Return nothing but the lines from the line containing "of the white-haired" through the last line of the records, reproduced exactly.

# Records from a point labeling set
..........
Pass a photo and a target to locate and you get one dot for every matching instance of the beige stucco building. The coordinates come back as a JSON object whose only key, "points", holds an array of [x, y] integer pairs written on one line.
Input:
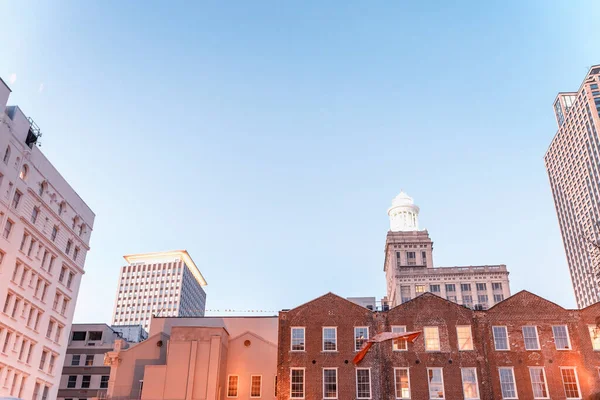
{"points": [[410, 270], [198, 358], [45, 230]]}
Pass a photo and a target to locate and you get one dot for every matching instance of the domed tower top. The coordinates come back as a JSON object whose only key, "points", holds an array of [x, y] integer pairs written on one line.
{"points": [[404, 214]]}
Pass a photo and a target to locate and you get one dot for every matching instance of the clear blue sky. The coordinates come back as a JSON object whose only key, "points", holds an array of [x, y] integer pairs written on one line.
{"points": [[268, 138]]}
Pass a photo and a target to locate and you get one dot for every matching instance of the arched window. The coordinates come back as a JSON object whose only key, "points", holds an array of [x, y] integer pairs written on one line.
{"points": [[7, 155], [24, 171]]}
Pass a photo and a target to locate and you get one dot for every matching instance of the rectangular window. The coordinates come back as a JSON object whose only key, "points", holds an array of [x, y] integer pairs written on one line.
{"points": [[570, 382], [507, 383], [500, 337], [329, 383], [363, 383], [432, 338], [361, 335], [465, 337], [255, 385], [298, 339], [538, 383], [329, 339], [402, 383], [531, 338], [595, 336], [399, 344], [470, 387], [561, 337], [435, 379], [297, 383]]}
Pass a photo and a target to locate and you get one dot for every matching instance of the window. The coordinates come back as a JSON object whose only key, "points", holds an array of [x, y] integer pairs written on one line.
{"points": [[329, 383], [570, 382], [432, 338], [7, 228], [298, 339], [561, 337], [16, 199], [402, 383], [465, 337], [34, 214], [531, 338], [595, 336], [363, 383], [297, 383], [500, 337], [435, 379], [330, 339], [399, 344], [361, 335], [104, 382], [232, 386], [507, 383], [72, 381], [255, 385], [538, 382]]}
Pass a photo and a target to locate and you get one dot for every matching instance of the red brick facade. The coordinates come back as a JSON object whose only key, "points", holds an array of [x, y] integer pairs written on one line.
{"points": [[428, 310]]}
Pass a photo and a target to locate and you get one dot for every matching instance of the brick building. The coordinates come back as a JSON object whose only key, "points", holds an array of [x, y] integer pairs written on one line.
{"points": [[524, 347]]}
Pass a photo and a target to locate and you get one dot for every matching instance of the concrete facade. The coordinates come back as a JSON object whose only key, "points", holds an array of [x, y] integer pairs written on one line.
{"points": [[164, 284], [45, 233], [572, 162], [410, 270], [455, 357], [198, 358]]}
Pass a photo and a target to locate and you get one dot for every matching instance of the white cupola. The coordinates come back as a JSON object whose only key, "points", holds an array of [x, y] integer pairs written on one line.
{"points": [[404, 214]]}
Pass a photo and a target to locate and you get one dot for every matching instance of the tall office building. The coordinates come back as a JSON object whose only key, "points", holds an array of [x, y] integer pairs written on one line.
{"points": [[166, 284], [410, 271], [572, 162], [45, 230]]}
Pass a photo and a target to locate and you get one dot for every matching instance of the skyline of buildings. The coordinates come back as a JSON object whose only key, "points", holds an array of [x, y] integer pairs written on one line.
{"points": [[46, 229], [572, 163]]}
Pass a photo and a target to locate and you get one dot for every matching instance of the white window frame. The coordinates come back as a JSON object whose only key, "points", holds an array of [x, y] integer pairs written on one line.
{"points": [[303, 382], [323, 338], [425, 339], [292, 338], [512, 371], [355, 338], [545, 382], [568, 337], [470, 335], [237, 386], [370, 383], [396, 383], [537, 337], [443, 386], [260, 388], [462, 379], [576, 381], [507, 338], [336, 382], [394, 340]]}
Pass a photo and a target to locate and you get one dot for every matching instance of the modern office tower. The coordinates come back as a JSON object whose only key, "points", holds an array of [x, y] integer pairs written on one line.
{"points": [[572, 162], [165, 284], [410, 271], [45, 232]]}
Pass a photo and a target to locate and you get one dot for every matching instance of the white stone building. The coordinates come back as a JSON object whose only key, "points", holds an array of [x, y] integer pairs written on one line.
{"points": [[166, 284], [45, 232], [410, 270]]}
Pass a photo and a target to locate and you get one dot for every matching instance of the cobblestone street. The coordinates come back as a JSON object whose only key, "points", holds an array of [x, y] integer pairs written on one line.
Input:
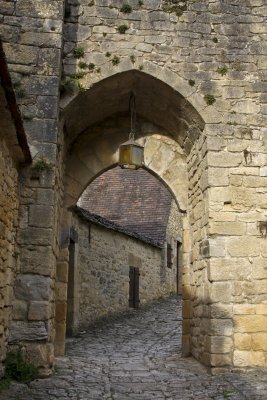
{"points": [[137, 356]]}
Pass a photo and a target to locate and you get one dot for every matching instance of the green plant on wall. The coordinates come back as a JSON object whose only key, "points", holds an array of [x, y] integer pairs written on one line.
{"points": [[78, 52], [18, 369], [115, 60], [82, 65], [174, 6], [91, 66], [126, 8], [222, 70]]}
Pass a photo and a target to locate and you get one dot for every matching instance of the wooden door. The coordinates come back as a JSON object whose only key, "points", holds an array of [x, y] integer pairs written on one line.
{"points": [[134, 300]]}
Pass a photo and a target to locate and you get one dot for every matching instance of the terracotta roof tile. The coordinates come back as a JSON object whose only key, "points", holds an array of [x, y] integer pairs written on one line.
{"points": [[134, 200]]}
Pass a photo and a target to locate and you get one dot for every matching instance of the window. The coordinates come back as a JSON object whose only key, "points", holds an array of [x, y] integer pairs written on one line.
{"points": [[169, 255]]}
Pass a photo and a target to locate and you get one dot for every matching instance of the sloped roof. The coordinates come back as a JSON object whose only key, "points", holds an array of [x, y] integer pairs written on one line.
{"points": [[134, 200], [96, 219]]}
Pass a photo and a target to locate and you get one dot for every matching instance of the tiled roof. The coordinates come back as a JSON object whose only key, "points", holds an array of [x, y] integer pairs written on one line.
{"points": [[96, 219], [134, 200]]}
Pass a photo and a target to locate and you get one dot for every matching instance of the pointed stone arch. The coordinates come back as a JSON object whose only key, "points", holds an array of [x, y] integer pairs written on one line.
{"points": [[97, 121]]}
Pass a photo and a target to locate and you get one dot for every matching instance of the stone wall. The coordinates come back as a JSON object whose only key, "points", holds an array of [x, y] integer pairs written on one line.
{"points": [[8, 222], [103, 259], [212, 57]]}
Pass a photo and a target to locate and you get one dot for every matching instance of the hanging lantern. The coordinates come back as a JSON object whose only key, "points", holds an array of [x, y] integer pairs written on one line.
{"points": [[131, 153]]}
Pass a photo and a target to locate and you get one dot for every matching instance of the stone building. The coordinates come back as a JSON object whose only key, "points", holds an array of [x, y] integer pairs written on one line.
{"points": [[14, 152], [198, 71], [123, 246]]}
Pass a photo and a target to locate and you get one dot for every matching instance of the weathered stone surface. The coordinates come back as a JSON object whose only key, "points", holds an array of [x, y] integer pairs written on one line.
{"points": [[32, 287], [27, 331], [213, 52], [39, 311]]}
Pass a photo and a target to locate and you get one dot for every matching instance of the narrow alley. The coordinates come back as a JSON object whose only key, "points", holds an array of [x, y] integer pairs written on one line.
{"points": [[137, 356]]}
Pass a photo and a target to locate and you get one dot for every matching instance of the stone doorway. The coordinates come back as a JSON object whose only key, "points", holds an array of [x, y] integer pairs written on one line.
{"points": [[170, 129]]}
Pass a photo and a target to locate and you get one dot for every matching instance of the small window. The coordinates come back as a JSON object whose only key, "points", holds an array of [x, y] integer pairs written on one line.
{"points": [[169, 255]]}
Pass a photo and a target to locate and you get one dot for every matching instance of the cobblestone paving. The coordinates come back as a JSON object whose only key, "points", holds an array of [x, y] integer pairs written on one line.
{"points": [[137, 356]]}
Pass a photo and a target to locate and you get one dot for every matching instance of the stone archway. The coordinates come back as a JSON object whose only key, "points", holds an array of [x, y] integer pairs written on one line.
{"points": [[97, 122]]}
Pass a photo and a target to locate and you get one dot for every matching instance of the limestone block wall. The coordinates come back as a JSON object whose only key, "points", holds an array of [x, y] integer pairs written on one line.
{"points": [[32, 39], [8, 223], [214, 54], [103, 260], [174, 235]]}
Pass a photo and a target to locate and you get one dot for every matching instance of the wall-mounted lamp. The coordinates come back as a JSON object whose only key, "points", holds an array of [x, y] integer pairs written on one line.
{"points": [[131, 154]]}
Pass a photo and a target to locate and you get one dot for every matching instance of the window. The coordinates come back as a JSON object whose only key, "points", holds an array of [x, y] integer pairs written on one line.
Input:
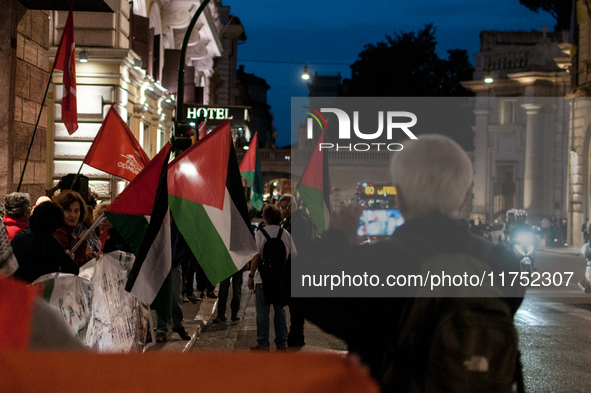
{"points": [[507, 112]]}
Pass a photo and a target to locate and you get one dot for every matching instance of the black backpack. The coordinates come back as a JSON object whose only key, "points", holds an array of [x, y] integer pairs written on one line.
{"points": [[453, 344], [274, 270]]}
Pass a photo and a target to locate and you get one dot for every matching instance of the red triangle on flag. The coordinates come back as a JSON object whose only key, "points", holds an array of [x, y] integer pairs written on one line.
{"points": [[313, 174], [199, 173], [115, 150], [139, 196]]}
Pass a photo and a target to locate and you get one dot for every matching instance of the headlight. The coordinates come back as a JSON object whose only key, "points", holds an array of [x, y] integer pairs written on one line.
{"points": [[523, 250], [525, 238]]}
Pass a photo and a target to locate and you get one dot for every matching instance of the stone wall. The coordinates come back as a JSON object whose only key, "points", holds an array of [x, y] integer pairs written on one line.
{"points": [[30, 82]]}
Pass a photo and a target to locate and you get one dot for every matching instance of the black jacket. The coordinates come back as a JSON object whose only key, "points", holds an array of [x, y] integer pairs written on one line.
{"points": [[368, 324], [38, 256]]}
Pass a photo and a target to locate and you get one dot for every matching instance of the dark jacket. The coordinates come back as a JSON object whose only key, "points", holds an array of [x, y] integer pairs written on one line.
{"points": [[368, 324], [38, 256]]}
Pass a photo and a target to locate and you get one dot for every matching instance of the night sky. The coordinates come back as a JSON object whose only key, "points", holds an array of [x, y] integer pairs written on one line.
{"points": [[314, 32]]}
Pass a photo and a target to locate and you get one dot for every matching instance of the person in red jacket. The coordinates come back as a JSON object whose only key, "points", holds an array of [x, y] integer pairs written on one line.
{"points": [[74, 210], [18, 212], [26, 322]]}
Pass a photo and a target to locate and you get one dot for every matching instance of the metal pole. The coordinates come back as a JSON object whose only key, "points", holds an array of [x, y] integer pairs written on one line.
{"points": [[34, 132], [76, 177], [181, 73]]}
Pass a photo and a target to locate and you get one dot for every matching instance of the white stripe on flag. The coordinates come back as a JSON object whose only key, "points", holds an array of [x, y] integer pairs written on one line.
{"points": [[156, 266], [233, 230]]}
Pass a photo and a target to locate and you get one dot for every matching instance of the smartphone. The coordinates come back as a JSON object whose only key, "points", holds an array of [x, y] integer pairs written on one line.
{"points": [[382, 222]]}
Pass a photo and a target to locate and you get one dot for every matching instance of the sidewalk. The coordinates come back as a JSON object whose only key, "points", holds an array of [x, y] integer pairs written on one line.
{"points": [[241, 335], [238, 335], [562, 250], [196, 316]]}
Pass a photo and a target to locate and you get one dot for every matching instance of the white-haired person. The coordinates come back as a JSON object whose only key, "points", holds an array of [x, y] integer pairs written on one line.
{"points": [[433, 179]]}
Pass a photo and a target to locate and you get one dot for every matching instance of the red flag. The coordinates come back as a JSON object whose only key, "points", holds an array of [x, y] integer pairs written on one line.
{"points": [[115, 150], [65, 60]]}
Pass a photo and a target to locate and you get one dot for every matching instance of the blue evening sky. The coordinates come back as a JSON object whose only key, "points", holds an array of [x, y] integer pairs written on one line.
{"points": [[316, 31]]}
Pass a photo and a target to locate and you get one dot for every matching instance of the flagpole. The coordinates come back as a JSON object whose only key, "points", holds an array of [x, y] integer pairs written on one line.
{"points": [[34, 131], [76, 177], [89, 232]]}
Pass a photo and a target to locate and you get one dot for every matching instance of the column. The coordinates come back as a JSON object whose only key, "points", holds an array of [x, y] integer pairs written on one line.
{"points": [[531, 173]]}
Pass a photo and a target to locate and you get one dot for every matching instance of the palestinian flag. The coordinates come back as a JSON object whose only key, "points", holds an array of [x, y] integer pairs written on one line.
..........
# RESULT OF THE EXERCISE
Pass a photo and a target to locate and you get one dot for every matching instance of the white-haired person. The coordinates come back as a JSON object whose only key, "points", holds an array of [x, y] integer pairs written on one line.
{"points": [[433, 179]]}
Pass a photo and a target to locate and you get one dot for every matching instance of the red flag. The coordinates come back as a JSON object whose only key, "points", holds an array of [x, y] integer pairs written on one line.
{"points": [[115, 150], [65, 60]]}
Pass a photo and a target to locate and you get one dot for every matching instance of the blue evening sky. The coordinates come back as a JSON object whose only key, "points", holds an array of [x, y] integer pairs written on one line.
{"points": [[316, 31]]}
Pass a photo and a target to locate and you get one dot for every matching instance of the flagpole. The coordinates come back as a JSON object whose only key, "points", holds an array of [x, y] integer pairs written on one line.
{"points": [[34, 131], [76, 177], [89, 232]]}
Pass a photo and a target to locate and you get one dot for every matching instance of the column. The coordinates come back as a JSON object whose only key, "points", holds an array of [x, y] integer pairs written on one line.
{"points": [[531, 173]]}
Pass a photo and a target to locate and you get one dot for every matching instance of the palestinian flag. The coordinates come back as a JSON object whose only key, "points", holds an array of [x, y] integer pairs written on one line.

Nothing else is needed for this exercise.